- GIVEN PROBLEM -
Lay out everything from the line containing "Label every window in" down to the line containing "476, 96, 577, 283" as a two-column CSV with the headers text and answer, one row per entry. Put each entry's text and its answer in a single quoted field each, with line breaks replaced by spaces.

- INFORMATION SHOWN -
--------------------------------------------------

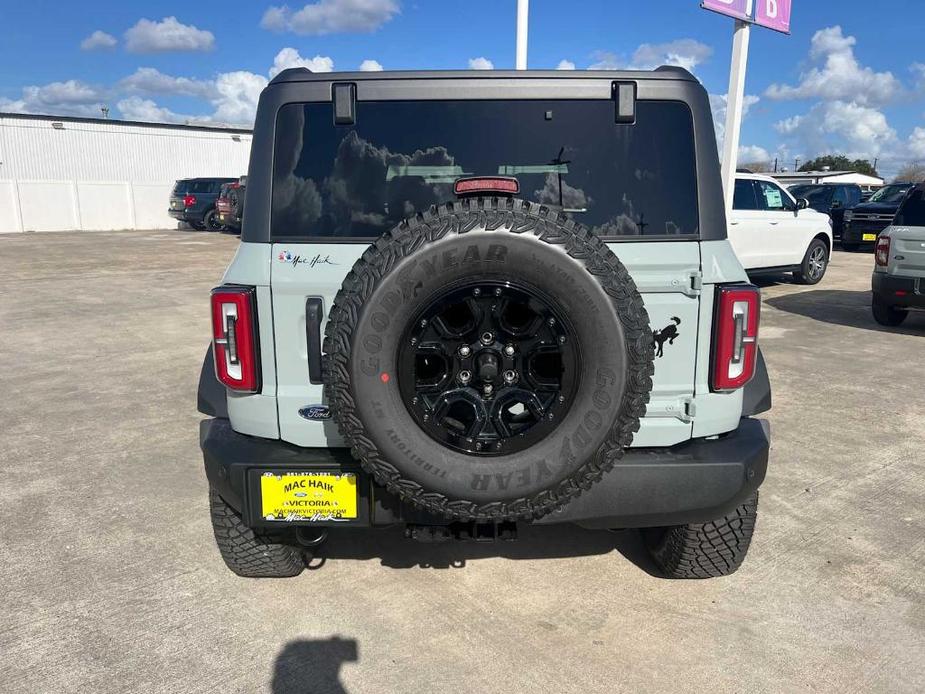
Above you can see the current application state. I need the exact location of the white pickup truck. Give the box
[729,173,832,284]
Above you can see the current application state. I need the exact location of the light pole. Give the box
[515,0,530,70]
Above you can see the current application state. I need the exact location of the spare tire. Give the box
[324,198,653,521]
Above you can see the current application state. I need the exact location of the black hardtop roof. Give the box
[270,65,697,84]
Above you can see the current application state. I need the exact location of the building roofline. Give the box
[0,111,254,135]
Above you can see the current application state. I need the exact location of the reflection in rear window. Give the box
[271,100,698,238]
[894,187,925,227]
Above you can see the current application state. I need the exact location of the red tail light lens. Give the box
[874,236,890,267]
[711,284,761,392]
[453,176,520,195]
[212,287,260,393]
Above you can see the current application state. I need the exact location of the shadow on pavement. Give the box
[309,525,659,576]
[765,289,925,335]
[271,636,360,694]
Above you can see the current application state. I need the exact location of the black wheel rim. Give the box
[398,281,580,456]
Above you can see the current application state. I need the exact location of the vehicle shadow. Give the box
[308,524,660,576]
[270,636,360,694]
[765,289,925,335]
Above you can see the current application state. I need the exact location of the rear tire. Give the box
[793,239,829,284]
[870,298,909,328]
[644,492,758,578]
[209,487,305,578]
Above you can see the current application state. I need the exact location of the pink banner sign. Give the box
[755,0,790,34]
[700,0,752,22]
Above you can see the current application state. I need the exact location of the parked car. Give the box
[729,173,832,284]
[199,68,772,578]
[871,183,925,326]
[167,178,237,231]
[841,183,914,251]
[215,176,247,232]
[787,183,862,239]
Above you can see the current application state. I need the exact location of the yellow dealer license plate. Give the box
[260,472,357,521]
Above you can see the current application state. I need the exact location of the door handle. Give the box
[305,296,324,384]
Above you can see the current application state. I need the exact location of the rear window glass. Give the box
[271,100,698,239]
[894,188,925,227]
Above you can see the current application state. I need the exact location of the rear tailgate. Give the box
[271,241,701,446]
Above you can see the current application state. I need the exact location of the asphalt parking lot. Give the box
[0,231,925,693]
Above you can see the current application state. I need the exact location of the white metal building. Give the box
[768,171,884,190]
[0,113,251,232]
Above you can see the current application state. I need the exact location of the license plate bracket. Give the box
[254,470,360,523]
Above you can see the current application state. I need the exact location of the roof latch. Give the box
[612,82,636,125]
[331,82,357,125]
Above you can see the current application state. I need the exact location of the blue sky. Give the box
[0,0,925,174]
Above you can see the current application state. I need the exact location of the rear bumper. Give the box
[841,221,890,245]
[200,417,770,528]
[870,272,925,308]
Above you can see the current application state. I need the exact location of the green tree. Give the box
[800,154,880,178]
[893,162,925,183]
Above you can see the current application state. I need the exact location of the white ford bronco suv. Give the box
[199,67,770,578]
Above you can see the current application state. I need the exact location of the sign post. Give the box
[700,0,790,217]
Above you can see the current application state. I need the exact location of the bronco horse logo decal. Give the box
[652,316,681,357]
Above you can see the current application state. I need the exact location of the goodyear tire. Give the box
[324,198,653,521]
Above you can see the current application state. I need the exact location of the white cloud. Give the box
[588,39,713,72]
[774,101,897,159]
[80,29,118,51]
[116,96,195,123]
[260,0,400,36]
[765,26,914,105]
[125,17,215,53]
[0,80,107,118]
[270,48,334,79]
[906,128,925,159]
[738,145,771,163]
[119,67,215,99]
[212,70,267,125]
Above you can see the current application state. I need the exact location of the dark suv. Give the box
[790,183,861,239]
[841,183,913,251]
[167,178,238,231]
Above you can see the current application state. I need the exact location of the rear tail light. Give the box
[453,176,520,195]
[711,284,761,392]
[212,287,260,393]
[874,236,890,267]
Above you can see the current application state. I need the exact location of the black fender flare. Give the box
[196,347,228,419]
[742,347,771,417]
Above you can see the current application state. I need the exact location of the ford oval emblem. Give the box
[299,405,331,422]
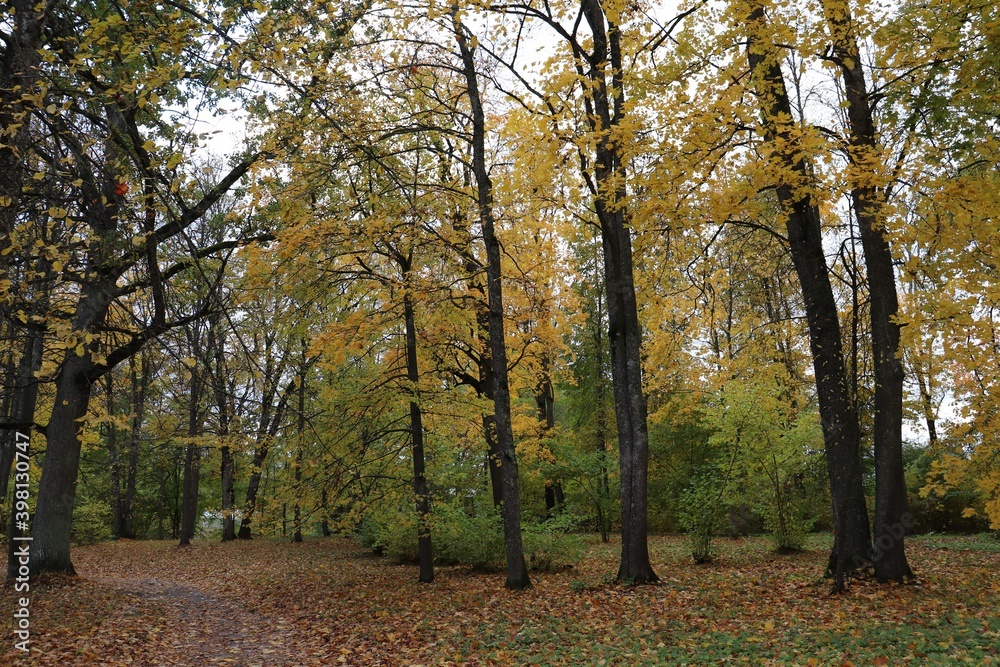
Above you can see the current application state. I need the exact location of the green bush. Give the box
[357,504,584,571]
[71,500,113,545]
[521,513,585,572]
[678,469,726,563]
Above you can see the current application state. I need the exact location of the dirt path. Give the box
[82,574,295,667]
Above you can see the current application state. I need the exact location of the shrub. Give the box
[678,469,726,563]
[71,500,113,545]
[357,504,584,571]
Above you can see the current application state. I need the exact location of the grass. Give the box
[0,535,1000,667]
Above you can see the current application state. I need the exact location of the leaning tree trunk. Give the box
[747,4,871,590]
[31,282,114,574]
[581,0,658,583]
[453,14,531,590]
[401,290,434,583]
[209,316,236,542]
[237,383,295,540]
[823,0,913,581]
[180,368,202,547]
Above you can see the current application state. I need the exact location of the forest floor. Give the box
[0,535,1000,667]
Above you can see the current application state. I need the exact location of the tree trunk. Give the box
[237,383,295,540]
[453,17,531,590]
[31,278,114,574]
[0,330,44,580]
[180,366,202,546]
[401,290,434,583]
[747,5,871,590]
[580,0,658,584]
[209,316,236,542]
[0,0,45,266]
[823,0,913,581]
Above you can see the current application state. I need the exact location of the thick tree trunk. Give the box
[209,317,236,542]
[747,5,871,589]
[581,0,658,583]
[31,276,114,574]
[401,290,434,583]
[453,15,531,590]
[237,383,294,540]
[180,368,202,547]
[823,0,913,581]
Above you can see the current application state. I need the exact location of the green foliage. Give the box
[357,503,584,571]
[678,468,726,563]
[72,500,112,544]
[707,376,827,551]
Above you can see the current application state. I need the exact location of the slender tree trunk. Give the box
[180,366,202,546]
[453,15,531,590]
[237,383,294,540]
[209,318,236,542]
[401,290,434,583]
[747,5,871,590]
[0,330,44,579]
[535,368,564,517]
[823,0,913,581]
[320,488,333,537]
[292,348,306,543]
[118,355,153,539]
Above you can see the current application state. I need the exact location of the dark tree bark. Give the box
[31,281,113,574]
[209,310,236,542]
[747,5,871,590]
[535,366,565,517]
[292,338,308,543]
[180,354,204,547]
[0,322,44,580]
[453,216,503,509]
[399,288,434,584]
[823,0,913,581]
[453,14,531,590]
[574,0,658,584]
[105,357,152,540]
[31,146,262,574]
[237,378,295,540]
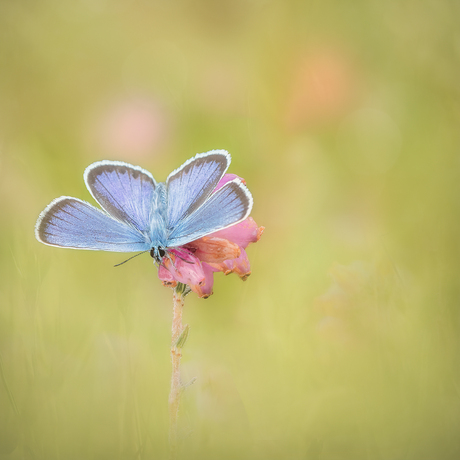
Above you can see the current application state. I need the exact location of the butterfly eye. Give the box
[150,247,166,263]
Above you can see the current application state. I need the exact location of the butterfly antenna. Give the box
[114,249,148,267]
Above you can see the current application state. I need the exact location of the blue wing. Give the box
[35,196,150,252]
[168,179,253,247]
[84,161,156,232]
[166,150,230,232]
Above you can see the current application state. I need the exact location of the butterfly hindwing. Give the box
[35,196,150,252]
[168,179,253,247]
[166,150,230,232]
[84,161,156,231]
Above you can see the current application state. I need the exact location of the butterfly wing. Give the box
[84,161,156,232]
[168,179,253,247]
[35,196,150,252]
[166,150,230,232]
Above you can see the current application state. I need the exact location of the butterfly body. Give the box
[35,150,252,263]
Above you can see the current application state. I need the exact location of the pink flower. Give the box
[158,174,264,298]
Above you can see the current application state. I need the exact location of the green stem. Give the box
[169,283,190,460]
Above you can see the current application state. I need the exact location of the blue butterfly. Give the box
[35,150,253,263]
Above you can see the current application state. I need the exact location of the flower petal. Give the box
[158,249,205,286]
[209,217,265,248]
[186,236,240,263]
[209,248,251,281]
[190,263,218,299]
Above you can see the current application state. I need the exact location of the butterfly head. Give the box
[150,246,168,265]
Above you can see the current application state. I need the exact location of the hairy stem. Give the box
[169,283,190,460]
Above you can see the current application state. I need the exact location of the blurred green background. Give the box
[0,0,460,460]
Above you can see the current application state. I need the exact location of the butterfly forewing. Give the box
[35,197,150,252]
[84,161,156,231]
[166,150,230,232]
[168,179,253,247]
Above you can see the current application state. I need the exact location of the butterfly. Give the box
[35,150,253,264]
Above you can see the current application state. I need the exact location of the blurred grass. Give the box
[0,0,460,460]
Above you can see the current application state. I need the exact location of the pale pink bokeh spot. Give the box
[94,97,171,159]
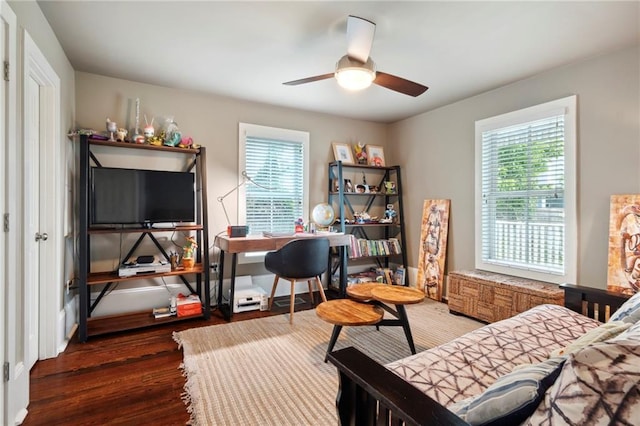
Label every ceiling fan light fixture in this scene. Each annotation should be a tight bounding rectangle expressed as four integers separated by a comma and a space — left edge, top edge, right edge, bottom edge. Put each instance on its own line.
335, 55, 376, 91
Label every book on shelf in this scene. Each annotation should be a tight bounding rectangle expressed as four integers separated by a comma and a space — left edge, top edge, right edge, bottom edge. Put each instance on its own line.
152, 307, 175, 319
262, 231, 295, 238
349, 238, 402, 259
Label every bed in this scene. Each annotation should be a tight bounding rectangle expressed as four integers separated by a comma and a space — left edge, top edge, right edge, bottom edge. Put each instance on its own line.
329, 285, 640, 425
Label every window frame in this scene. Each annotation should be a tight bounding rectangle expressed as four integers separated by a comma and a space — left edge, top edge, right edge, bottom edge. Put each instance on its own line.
238, 122, 310, 263
475, 95, 578, 284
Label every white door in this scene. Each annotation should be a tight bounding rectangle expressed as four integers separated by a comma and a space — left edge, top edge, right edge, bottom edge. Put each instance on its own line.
21, 31, 64, 362
0, 0, 29, 425
23, 72, 40, 370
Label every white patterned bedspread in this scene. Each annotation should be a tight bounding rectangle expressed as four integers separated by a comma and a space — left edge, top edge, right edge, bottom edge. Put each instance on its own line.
386, 305, 600, 406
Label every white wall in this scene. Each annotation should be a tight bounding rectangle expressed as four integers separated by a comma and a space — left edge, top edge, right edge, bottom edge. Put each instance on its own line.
8, 1, 75, 346
389, 45, 640, 288
76, 72, 388, 312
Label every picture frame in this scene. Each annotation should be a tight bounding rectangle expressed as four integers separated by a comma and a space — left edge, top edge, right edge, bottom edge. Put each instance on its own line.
607, 194, 640, 296
367, 145, 386, 167
333, 142, 355, 164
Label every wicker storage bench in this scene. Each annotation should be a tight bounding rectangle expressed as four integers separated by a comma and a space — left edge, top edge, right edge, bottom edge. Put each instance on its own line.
447, 270, 564, 322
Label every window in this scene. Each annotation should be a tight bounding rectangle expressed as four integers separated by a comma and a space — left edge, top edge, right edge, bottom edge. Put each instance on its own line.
238, 123, 309, 261
476, 96, 577, 283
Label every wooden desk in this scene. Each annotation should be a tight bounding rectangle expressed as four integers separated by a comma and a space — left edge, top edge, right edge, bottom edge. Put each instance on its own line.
214, 233, 351, 321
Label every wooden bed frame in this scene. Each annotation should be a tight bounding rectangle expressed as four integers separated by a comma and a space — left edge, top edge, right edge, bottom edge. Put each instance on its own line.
328, 284, 629, 426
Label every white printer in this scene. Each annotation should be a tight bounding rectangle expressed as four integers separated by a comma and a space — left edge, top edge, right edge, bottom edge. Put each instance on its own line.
233, 277, 269, 314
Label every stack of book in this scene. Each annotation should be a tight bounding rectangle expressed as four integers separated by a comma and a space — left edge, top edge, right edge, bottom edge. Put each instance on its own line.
153, 306, 174, 319
349, 238, 402, 259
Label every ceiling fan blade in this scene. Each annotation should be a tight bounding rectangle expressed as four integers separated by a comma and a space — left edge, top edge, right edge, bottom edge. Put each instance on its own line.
373, 71, 428, 97
347, 15, 376, 63
282, 73, 334, 86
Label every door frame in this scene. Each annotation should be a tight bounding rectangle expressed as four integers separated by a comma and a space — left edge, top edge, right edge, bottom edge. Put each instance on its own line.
22, 30, 65, 359
0, 0, 29, 424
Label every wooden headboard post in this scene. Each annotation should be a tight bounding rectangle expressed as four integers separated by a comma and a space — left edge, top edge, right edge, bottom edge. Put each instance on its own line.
560, 284, 629, 322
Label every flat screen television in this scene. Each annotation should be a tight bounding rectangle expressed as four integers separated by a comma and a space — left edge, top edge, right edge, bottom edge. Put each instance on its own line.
90, 167, 195, 227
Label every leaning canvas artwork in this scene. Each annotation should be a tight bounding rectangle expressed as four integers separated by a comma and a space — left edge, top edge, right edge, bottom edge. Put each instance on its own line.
607, 195, 640, 294
418, 200, 451, 301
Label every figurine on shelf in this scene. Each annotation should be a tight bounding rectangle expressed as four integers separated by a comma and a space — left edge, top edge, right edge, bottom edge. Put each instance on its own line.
164, 118, 182, 146
380, 204, 398, 223
144, 115, 156, 142
182, 237, 198, 268
131, 98, 145, 143
353, 142, 367, 164
107, 118, 118, 142
178, 137, 193, 148
116, 127, 129, 142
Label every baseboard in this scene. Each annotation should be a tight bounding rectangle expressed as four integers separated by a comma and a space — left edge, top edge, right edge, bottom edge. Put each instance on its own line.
56, 309, 69, 355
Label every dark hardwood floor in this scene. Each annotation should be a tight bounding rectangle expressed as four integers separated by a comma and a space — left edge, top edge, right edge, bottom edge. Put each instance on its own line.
23, 292, 331, 426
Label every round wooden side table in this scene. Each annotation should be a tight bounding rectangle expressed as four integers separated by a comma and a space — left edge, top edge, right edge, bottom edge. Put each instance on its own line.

--------------------------------------------------

- EXPECTED ANSWER -
text,answer
"Label every window in this scene. Each annotation should be a tight bounding rectangle expressed as four integers separated by a comma and a space — left edge, top edge, right edge, bottom edge. Put each instance on its own line.","238, 123, 309, 261 476, 96, 577, 283"